Archive for ‘Mulheres’

3 Junho, 2012

JÚLIA COUTINHO – MULHERES PIONEIRAS EM ENGENHARIA CIVIL

Rita Morais Sarmento / M. Amélia Chaves / Virgínia Moura

«A ciência é uma coisa perigosa para a mulher.

Não se conhece uma que por ela não

se tenha tornado infeliz ou ridícula»

Joseph de Maistre  (1753-1821)  

I – Hoje ninguém ignora que o Estado Novo, a exemplo de outros regimes ditatoriais contemporâneos[1], considerava as mulheres e os homens essencialmente desiguais. Por isso mesmo, as responsabilidades, as funções e os papéis a que tinham acesso eram igualmente distintos, reflectindo-se nos direitos cívicos e políticos, na educação e no trabalho. A Constituição de 1933 (Artº 5º) expressava isso mesmo ao estabelecer a igualdade dos cidadãos perante a lei, mas ressalvando «quanto à mulher, as diferenças resultantes da sua natureza e do bem da família», prerrogativa que servia a ideologia dominante e que, assim, mantinha a fidelização à Igreja Católica, validando as mensagens das suas encíclicas Rerum Novarum (1891) e Quadragesimo anno (1931), segundo as quais «a natureza», ao conceder às mulheres uma diferenciação na força física, as predispõe naturalmente aos trabalhos domésticos e à educação dos filhos: «é em casa antes de mais, ou nas dependências da casa, e entre as ocupações domésticas, que se encontra o trabalho das mães de família»[2].

▸ Objetivo
Escreva a continuação do texto sobre as mulheres pioneiras em engenharia civil, a partir da última frase apresentada. As entradas não são necessárias.

▸ Entradas de dados guardadas
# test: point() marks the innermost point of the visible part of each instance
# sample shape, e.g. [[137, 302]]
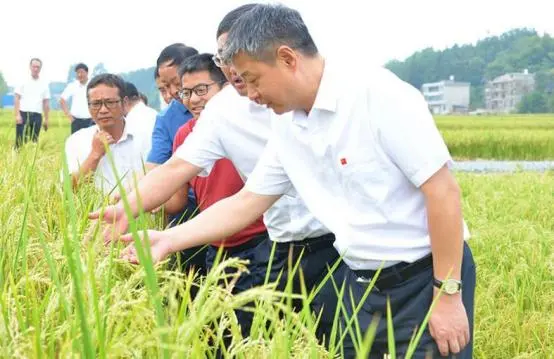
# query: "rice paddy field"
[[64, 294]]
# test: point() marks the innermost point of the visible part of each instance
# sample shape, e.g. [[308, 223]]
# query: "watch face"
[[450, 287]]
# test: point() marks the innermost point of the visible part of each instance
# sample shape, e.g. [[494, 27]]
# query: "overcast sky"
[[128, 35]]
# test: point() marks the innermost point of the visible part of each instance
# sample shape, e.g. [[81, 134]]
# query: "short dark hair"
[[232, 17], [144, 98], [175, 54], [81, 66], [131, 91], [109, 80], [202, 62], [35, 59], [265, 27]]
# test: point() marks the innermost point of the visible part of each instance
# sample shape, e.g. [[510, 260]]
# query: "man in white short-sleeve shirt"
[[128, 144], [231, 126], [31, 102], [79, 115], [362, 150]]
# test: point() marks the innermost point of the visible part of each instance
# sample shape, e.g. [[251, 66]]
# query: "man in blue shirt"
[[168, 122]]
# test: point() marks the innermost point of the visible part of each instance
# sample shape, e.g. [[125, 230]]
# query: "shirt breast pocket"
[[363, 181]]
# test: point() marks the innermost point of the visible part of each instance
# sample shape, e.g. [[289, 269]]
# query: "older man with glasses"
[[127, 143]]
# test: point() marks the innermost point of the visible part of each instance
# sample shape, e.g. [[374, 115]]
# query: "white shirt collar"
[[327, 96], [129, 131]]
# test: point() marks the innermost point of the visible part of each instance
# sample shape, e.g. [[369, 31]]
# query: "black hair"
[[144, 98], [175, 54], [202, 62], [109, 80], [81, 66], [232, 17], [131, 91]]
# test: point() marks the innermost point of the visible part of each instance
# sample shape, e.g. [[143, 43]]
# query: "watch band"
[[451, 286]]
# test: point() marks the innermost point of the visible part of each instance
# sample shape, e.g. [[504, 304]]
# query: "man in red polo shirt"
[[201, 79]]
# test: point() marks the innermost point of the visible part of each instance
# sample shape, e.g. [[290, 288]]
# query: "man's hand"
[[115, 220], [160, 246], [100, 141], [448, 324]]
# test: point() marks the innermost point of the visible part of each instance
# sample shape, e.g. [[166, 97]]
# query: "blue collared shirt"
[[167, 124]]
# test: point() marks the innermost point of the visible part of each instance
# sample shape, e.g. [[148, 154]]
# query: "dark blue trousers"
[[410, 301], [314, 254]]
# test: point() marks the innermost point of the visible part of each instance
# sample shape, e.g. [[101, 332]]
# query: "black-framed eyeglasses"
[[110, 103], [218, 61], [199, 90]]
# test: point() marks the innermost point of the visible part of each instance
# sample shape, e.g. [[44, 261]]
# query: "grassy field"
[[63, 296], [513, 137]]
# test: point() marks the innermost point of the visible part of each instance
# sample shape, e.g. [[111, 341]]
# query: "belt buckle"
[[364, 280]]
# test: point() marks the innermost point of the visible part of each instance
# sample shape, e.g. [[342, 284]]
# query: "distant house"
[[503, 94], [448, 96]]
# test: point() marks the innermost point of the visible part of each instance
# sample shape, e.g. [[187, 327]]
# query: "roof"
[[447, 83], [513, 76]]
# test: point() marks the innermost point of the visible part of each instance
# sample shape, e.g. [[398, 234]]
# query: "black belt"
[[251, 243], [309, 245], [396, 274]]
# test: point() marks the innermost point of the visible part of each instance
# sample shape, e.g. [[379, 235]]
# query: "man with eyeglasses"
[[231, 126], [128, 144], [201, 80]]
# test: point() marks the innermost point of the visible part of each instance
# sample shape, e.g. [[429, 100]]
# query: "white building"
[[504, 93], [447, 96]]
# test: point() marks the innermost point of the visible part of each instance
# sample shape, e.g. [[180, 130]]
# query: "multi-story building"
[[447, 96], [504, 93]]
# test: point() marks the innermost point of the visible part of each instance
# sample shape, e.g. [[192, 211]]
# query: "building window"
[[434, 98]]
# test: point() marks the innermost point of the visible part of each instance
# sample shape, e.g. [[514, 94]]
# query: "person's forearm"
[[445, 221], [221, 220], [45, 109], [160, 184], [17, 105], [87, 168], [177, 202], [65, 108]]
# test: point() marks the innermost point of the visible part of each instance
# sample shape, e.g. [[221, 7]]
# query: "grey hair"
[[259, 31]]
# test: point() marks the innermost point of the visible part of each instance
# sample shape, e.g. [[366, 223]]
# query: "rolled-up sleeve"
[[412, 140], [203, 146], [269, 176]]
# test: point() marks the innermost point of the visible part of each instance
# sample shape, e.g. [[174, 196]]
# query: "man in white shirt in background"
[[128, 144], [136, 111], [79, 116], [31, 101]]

▸ Resposta ao exercício
Em Portugal, desde os finais da Monarquia, um intenso trabalho havia sido desenvolvido pelas organizações femininas de então na conquista dos direitos cívicos, legais e políticos para as mulheres[3], pugnando ainda pelo acesso destas à instrução enquanto agente emancipador determinante. O regime estado-novista não só silenciou esse trabalho e os nomes das mulheres nele envolvidas, como obliterou tudo o que de positivo a República fez neste campo, empenhando-se em criar o protótipo da «mulher do Estado Novo». Partindo da constatação da supremacia física do homem e dando crédito à predestinação encíclica da «natureza» da mulher em ser mãe e dona de casa, inculca nela o dever de governar o seu universo doméstico tal como Salazar governava o país[4]. A trilogia «Deus, Pátria, Família» será o axioma sob o qual se virá a desenvolver a «educação integral feminina» preconizada por Carneiro Pacheco e que servirá de base à criação da OMEN, Obra das Mães pela Educação Nacional, primeira organização regimental das elites femininas[5] que vai ter acção determinante nesta tarefa.

A casa será, portanto, o lugar apropriado da mulher e o mundo do trabalho ser-lhe-á restringido. Isso mesmo defende Salazar num dos seus discursos: «o trabalho da mulher casada e geralmente até o da mulher solteira, integrada na família e sem a responsabilidade da mesma, não deve ser fomentado: nunca houve nenhuma dona de casa que não tivesse imenso que fazer»[6]. Pela mesma altura, Fernando Pires de Lima proclama: «querer a Mulher, esse ser delicado por excelência, invadir profissões inadaptáveis às suas características de inteligência e resistência, parece-me atitude de muito mau gosto (…) Que honra maior pode desejar uma Mulher, do que ser esposa fiel e mãe amantíssima?»[7]. Ou seja, já não era apenas a robustez física a diferenciar a mulher do homem mas também a inteligência a torná-la inapta para quaisquer profissões.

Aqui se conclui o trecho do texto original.